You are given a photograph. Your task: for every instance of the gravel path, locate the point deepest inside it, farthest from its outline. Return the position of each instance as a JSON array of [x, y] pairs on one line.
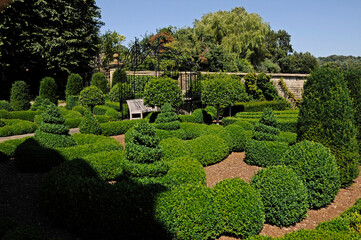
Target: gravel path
[[234, 166]]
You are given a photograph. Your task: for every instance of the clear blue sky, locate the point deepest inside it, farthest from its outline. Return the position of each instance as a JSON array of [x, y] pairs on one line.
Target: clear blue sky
[[321, 27]]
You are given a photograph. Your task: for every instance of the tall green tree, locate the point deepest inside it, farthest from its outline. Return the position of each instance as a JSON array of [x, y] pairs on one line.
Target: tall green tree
[[47, 38], [326, 116]]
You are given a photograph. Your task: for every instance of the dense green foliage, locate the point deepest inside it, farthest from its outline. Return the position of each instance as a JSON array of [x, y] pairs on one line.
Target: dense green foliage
[[326, 116], [48, 90], [159, 91], [167, 119], [353, 78], [196, 212], [283, 194], [74, 85], [90, 125], [52, 132], [91, 96], [20, 96], [209, 149], [99, 80], [40, 39], [317, 168], [143, 153], [265, 153]]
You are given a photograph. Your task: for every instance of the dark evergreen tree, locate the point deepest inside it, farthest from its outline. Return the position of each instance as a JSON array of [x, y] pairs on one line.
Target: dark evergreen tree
[[20, 96], [326, 116], [48, 90]]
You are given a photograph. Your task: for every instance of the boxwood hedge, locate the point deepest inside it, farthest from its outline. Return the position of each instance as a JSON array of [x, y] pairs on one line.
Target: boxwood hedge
[[283, 194]]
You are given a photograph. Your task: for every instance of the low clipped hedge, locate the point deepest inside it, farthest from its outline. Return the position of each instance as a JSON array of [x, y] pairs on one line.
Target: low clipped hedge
[[317, 167], [197, 212], [17, 127], [107, 164], [265, 153], [283, 194], [164, 134], [192, 130], [118, 127], [30, 156], [209, 149], [7, 148], [174, 148], [184, 170]]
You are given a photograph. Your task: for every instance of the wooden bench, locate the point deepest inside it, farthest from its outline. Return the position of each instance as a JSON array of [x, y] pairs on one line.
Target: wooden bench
[[137, 108]]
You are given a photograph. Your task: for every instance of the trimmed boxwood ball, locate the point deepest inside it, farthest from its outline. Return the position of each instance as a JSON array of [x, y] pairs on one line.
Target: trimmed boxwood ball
[[283, 194], [52, 132], [167, 119], [241, 208], [90, 125], [174, 148], [317, 167], [265, 153], [91, 96], [100, 80], [209, 149], [184, 170], [189, 212]]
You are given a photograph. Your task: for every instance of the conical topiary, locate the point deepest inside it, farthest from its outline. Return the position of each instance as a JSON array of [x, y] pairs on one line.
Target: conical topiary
[[52, 132], [266, 129], [167, 119], [326, 116], [143, 153], [90, 125]]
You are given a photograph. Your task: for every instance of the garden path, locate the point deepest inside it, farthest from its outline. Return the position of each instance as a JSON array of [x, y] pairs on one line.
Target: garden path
[[234, 166]]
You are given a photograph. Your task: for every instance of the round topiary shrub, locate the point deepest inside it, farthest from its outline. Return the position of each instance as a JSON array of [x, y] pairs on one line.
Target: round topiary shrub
[[189, 212], [265, 153], [143, 153], [167, 119], [52, 132], [159, 91], [266, 129], [174, 148], [91, 96], [283, 194], [74, 85], [184, 170], [90, 125], [100, 80], [317, 168], [48, 90], [237, 136], [120, 91], [20, 96], [326, 116], [241, 208], [209, 149]]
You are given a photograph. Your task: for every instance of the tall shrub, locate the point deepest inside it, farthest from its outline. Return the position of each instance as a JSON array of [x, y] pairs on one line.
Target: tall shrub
[[159, 91], [326, 116], [74, 85], [143, 153], [353, 78], [48, 90], [20, 96], [99, 80], [52, 132]]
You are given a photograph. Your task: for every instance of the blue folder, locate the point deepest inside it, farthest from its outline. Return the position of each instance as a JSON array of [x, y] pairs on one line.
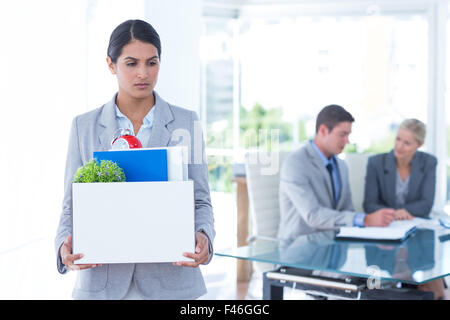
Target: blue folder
[[138, 165]]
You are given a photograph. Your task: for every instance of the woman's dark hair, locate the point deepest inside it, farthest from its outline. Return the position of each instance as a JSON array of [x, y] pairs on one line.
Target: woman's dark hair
[[331, 116], [131, 30]]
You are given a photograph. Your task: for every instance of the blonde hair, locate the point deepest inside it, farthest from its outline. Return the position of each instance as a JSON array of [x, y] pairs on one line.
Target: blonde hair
[[416, 127]]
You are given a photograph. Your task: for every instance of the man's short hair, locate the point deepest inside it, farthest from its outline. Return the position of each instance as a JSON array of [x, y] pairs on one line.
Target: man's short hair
[[331, 116]]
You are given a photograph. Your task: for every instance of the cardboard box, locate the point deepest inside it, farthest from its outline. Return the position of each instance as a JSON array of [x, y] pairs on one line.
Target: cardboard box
[[133, 222]]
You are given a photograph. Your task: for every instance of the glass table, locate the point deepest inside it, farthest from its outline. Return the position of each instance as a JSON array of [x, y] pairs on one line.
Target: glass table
[[319, 263]]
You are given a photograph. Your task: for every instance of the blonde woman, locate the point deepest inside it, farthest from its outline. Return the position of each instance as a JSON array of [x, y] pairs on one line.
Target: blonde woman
[[403, 179]]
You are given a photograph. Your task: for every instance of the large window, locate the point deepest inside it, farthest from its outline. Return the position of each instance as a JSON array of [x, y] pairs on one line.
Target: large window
[[273, 71]]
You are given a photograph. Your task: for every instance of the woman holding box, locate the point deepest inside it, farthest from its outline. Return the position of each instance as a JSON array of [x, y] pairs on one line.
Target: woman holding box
[[133, 55]]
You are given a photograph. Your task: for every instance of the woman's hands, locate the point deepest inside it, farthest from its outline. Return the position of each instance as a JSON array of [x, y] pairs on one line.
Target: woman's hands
[[201, 254], [402, 214], [68, 258]]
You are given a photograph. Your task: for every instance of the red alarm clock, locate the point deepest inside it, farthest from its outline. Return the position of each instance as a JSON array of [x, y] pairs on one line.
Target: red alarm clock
[[124, 140]]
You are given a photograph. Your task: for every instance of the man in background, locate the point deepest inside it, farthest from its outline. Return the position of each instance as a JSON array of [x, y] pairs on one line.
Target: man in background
[[314, 188]]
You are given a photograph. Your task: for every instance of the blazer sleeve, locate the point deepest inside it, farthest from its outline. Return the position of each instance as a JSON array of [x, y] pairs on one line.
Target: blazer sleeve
[[73, 162], [198, 172], [372, 189], [424, 203], [296, 186]]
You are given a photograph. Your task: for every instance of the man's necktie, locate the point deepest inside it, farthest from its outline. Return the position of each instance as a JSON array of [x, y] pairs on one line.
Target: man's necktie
[[330, 171]]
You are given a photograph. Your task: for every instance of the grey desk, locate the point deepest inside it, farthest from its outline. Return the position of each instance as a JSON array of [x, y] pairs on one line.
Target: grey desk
[[323, 266]]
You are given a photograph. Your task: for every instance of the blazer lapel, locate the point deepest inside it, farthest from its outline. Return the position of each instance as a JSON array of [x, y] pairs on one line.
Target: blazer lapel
[[161, 134], [390, 172], [108, 124]]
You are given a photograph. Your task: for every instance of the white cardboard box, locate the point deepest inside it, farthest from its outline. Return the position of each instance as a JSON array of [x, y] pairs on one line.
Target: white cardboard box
[[133, 222]]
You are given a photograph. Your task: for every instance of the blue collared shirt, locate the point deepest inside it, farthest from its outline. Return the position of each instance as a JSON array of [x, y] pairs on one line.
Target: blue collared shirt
[[358, 220], [146, 128]]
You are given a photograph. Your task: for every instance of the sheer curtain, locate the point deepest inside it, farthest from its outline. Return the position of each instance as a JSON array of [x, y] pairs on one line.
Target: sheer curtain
[[52, 68]]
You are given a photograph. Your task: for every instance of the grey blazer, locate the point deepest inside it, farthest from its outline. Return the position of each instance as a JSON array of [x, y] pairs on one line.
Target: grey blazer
[[306, 196], [94, 131], [379, 191]]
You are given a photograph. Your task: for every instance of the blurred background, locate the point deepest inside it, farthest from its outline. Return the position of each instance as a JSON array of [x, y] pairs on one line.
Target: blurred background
[[242, 65]]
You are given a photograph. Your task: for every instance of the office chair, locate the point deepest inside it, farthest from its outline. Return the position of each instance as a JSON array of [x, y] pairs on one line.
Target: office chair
[[357, 166], [263, 181]]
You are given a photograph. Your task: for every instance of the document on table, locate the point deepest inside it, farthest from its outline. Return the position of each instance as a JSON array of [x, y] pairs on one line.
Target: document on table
[[396, 231]]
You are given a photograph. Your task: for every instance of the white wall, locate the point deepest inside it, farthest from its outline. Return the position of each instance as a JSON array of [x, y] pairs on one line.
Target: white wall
[[178, 24]]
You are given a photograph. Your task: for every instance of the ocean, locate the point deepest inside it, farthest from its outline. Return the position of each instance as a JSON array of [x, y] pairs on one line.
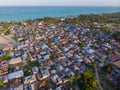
══════════
__PROBLEM STATEMENT__
Above are some records; copy exactly the lines from the one with "Target: man's short hair" through the one with "woman's hands, locate", both included, and no others.

__RESPONSE TO THE EXERCISE__
Target: man's short hair
[[331, 116]]
You are given a photograph. Your task: for every instance of the cardboard box, locate the point deepest inside it, farthest from its outline. Return the position of each instance as a JSON array of [x, y] pairs on one line.
Target: cardboard box
[[133, 222]]
You are given a photograph. Your task: for every instance of the glass table, locate the point deepest inside it, farthest from its outline. Return the position of each instance as a JSON array of [x, y] pairs on one line.
Target: glass table
[[319, 263]]
You are given a photograph. Your task: for every instance of the blonde woman, locate the point deepest inside it, farthest from its outline. Return the position of each instance as a JSON array of [x, y] pairs on one line.
Target: blonde woman
[[403, 179]]
You are given a photograph. Your task: for every instance of the large window, locate the point deepest inside it, farthest from its outline. Return the position of each instance as a JSON array of [x, y] pairs on one line.
Target: large window
[[273, 71]]
You are given a photograph. Your task: for every instance of the woman holding box, locate the point deepest inside it, farthest from its outline. Return the position of each instance as a JSON array of [x, y] pairs on one line.
Target: woman holding box
[[133, 55]]
You are given a photograph. Your task: for every instance of the woman's hands, locate the point deepest inside it, farthest from its outline. Return the position of each instance as a JSON array of [x, y] pairs on one line.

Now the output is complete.